- _TASK TO CARRY OUT_: This exercise calls for an exact transcription. Set down every record below.

- _MATERIAL PROVIDED_:
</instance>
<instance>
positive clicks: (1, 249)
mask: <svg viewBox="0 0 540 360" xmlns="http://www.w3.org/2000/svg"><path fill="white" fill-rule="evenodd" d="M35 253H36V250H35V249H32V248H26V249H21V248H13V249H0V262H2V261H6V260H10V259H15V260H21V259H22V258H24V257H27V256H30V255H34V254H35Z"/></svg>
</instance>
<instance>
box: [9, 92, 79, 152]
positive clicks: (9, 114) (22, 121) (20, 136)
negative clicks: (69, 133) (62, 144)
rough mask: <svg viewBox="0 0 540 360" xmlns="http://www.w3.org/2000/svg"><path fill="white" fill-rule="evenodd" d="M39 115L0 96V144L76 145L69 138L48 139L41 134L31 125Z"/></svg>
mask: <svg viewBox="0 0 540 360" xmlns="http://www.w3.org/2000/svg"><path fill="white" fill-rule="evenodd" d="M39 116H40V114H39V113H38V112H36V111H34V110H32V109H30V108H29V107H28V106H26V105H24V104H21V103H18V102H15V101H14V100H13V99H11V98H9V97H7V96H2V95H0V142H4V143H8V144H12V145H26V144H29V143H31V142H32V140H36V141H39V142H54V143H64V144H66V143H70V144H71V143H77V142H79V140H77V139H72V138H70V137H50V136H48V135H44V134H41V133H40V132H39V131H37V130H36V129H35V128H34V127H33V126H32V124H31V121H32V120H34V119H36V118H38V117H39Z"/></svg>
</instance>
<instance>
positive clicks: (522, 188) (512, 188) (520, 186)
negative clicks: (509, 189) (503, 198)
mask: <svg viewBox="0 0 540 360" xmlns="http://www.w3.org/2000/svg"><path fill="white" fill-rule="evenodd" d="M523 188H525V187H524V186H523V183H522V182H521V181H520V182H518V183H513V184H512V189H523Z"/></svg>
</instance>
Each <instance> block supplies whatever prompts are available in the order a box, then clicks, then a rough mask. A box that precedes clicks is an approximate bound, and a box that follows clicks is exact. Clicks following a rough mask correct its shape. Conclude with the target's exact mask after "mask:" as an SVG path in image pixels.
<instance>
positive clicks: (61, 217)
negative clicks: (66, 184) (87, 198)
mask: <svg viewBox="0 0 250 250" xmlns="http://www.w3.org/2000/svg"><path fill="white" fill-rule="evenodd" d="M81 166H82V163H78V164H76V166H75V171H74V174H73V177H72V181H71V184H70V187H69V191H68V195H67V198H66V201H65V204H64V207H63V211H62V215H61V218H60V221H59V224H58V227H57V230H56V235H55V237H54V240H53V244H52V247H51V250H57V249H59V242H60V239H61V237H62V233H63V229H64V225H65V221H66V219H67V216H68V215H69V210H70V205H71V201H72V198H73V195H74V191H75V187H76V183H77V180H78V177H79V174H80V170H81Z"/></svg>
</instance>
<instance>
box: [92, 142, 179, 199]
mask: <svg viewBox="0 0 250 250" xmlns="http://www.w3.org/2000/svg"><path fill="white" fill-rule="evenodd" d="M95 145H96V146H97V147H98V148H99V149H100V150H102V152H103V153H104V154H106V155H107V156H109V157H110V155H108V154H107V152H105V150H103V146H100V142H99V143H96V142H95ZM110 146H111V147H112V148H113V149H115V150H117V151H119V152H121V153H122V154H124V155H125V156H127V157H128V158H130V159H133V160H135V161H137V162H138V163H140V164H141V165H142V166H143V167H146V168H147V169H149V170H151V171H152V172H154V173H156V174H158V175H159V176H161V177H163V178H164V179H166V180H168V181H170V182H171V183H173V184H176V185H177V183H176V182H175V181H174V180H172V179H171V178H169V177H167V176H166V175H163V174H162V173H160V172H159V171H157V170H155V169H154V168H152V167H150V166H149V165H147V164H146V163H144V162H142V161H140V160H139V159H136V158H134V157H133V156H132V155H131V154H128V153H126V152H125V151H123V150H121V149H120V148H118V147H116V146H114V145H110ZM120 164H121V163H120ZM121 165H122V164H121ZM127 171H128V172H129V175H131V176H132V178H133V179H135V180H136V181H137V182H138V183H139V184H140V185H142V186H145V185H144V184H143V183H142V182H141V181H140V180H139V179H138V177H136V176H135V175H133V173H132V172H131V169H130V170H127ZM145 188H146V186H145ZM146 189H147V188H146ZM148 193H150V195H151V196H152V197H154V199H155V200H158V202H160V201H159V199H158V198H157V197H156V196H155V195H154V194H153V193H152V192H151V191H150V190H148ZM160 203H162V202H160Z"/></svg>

- _SOLVED EXERCISE_:
</instance>
<instance>
positive clicks: (1, 249)
mask: <svg viewBox="0 0 540 360" xmlns="http://www.w3.org/2000/svg"><path fill="white" fill-rule="evenodd" d="M35 253H36V250H35V249H32V248H26V249H21V248H13V249H0V262H2V261H6V260H10V259H15V260H21V259H22V258H24V257H27V256H30V255H34V254H35Z"/></svg>
</instance>
<instance>
box: [9, 92, 79, 152]
positive clicks: (9, 114) (22, 121) (20, 136)
negative clicks: (69, 133) (62, 144)
rough mask: <svg viewBox="0 0 540 360" xmlns="http://www.w3.org/2000/svg"><path fill="white" fill-rule="evenodd" d="M39 115L0 96V144L76 145L69 138L48 139L41 134L31 125Z"/></svg>
mask: <svg viewBox="0 0 540 360" xmlns="http://www.w3.org/2000/svg"><path fill="white" fill-rule="evenodd" d="M39 116H40V114H39V113H38V112H36V111H34V110H32V109H30V108H29V107H28V106H26V105H24V104H21V103H18V102H15V101H14V100H13V99H11V98H9V97H7V96H2V95H0V142H4V143H8V144H12V145H26V144H29V143H31V142H32V140H36V141H39V142H54V143H64V144H66V143H70V144H71V143H77V142H79V140H77V139H72V138H70V137H50V136H48V135H44V134H41V133H40V132H39V131H37V130H36V129H35V128H34V127H33V126H32V124H31V121H32V120H34V119H36V118H38V117H39Z"/></svg>
</instance>
<instance>
positive clicks: (522, 188) (512, 188) (520, 186)
negative clicks: (509, 189) (503, 198)
mask: <svg viewBox="0 0 540 360" xmlns="http://www.w3.org/2000/svg"><path fill="white" fill-rule="evenodd" d="M523 188H525V187H524V186H523V183H522V182H521V181H520V182H518V183H513V184H512V189H523Z"/></svg>
</instance>
Each <instance> block supplies whatever prompts are available in the order a box, then clicks, then a rough mask. A box that precedes clicks is an approximate bound, and a box that follows clicks is exact. Clicks following a rough mask correct its shape. Conclude with the target's exact mask after "mask:" as an SVG path in image pixels.
<instance>
positive clicks: (61, 217)
negative clicks: (66, 184) (87, 198)
mask: <svg viewBox="0 0 250 250" xmlns="http://www.w3.org/2000/svg"><path fill="white" fill-rule="evenodd" d="M81 166H82V163H78V164H76V166H75V171H74V174H73V177H72V181H71V184H70V187H69V191H68V195H67V198H66V201H65V204H64V207H63V211H62V215H61V218H60V221H59V224H58V227H57V230H56V235H55V237H54V240H53V244H52V247H51V250H57V249H59V242H60V239H61V237H62V233H63V229H64V225H65V221H66V219H67V216H68V215H69V210H70V205H71V201H72V198H73V195H74V191H75V187H76V183H77V180H78V177H79V174H80V170H81Z"/></svg>
</instance>
<instance>
box: [92, 142, 179, 199]
mask: <svg viewBox="0 0 250 250" xmlns="http://www.w3.org/2000/svg"><path fill="white" fill-rule="evenodd" d="M95 145H96V146H97V147H98V148H99V149H100V150H102V152H103V153H104V154H106V155H107V156H109V157H110V155H108V154H107V152H105V150H103V146H100V142H99V143H96V142H95ZM110 146H111V147H112V148H113V149H115V150H117V151H119V152H121V153H122V154H124V155H125V156H127V157H128V158H130V159H133V160H135V161H137V162H138V163H140V164H141V165H142V166H143V167H146V168H147V169H149V170H151V171H152V172H154V173H156V174H158V175H159V176H161V177H163V178H164V179H166V180H168V181H170V182H171V183H173V184H176V185H177V183H176V182H175V181H174V180H172V179H171V178H169V177H167V176H166V175H163V174H162V173H160V172H159V171H157V170H155V169H154V168H152V167H150V166H149V165H147V164H146V163H144V162H142V161H140V160H139V159H136V158H134V157H133V156H132V155H131V154H128V153H126V152H125V151H123V150H121V149H120V148H118V147H116V146H114V145H110ZM120 164H121V163H120ZM121 165H122V164H121ZM127 171H128V172H129V175H131V176H132V178H133V179H135V180H136V181H137V182H138V183H139V184H140V185H142V186H145V185H144V184H143V183H142V182H141V181H140V180H139V179H138V177H136V176H135V175H133V173H132V172H131V169H130V170H127ZM145 188H146V186H145ZM146 189H147V188H146ZM148 193H150V195H151V196H152V197H154V199H155V200H158V202H160V201H159V199H158V198H157V197H156V196H155V195H154V194H153V193H152V192H151V191H150V190H148ZM160 203H162V202H160Z"/></svg>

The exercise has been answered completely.